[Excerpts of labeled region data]

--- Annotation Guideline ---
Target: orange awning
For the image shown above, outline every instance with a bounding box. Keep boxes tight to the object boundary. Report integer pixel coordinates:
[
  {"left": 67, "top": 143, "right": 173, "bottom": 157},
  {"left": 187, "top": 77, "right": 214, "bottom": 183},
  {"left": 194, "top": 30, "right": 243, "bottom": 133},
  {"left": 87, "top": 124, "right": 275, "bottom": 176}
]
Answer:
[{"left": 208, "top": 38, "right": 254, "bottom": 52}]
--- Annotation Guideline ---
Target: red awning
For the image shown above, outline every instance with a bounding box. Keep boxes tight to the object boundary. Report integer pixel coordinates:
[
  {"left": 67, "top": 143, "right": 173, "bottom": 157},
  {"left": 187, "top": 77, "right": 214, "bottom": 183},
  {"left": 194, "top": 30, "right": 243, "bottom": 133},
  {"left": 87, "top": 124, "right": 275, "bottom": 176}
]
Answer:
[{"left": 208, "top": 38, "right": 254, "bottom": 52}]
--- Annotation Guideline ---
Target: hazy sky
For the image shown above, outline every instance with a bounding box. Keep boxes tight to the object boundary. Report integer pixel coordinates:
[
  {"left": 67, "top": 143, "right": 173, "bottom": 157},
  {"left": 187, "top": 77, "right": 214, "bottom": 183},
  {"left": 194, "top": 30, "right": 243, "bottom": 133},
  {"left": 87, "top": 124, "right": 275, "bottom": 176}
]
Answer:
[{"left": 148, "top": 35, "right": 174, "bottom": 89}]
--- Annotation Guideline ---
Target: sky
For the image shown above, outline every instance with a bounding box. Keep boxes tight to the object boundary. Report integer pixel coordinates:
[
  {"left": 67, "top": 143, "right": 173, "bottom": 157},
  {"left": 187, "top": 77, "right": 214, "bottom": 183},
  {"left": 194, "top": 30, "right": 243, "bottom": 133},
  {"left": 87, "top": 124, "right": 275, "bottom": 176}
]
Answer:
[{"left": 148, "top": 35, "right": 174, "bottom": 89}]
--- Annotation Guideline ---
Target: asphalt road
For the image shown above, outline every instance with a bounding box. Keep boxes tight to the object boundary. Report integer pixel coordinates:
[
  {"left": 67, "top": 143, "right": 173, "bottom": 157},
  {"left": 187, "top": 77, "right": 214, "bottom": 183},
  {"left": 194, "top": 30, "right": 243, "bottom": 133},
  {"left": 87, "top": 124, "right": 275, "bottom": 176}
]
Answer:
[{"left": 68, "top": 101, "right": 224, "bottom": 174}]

**What the exercise asks**
Identify each line in the listing above that contains the string "awning" and copy those lines. Treat the match as case-sensitive.

**Task output**
Target: orange awning
Target: red awning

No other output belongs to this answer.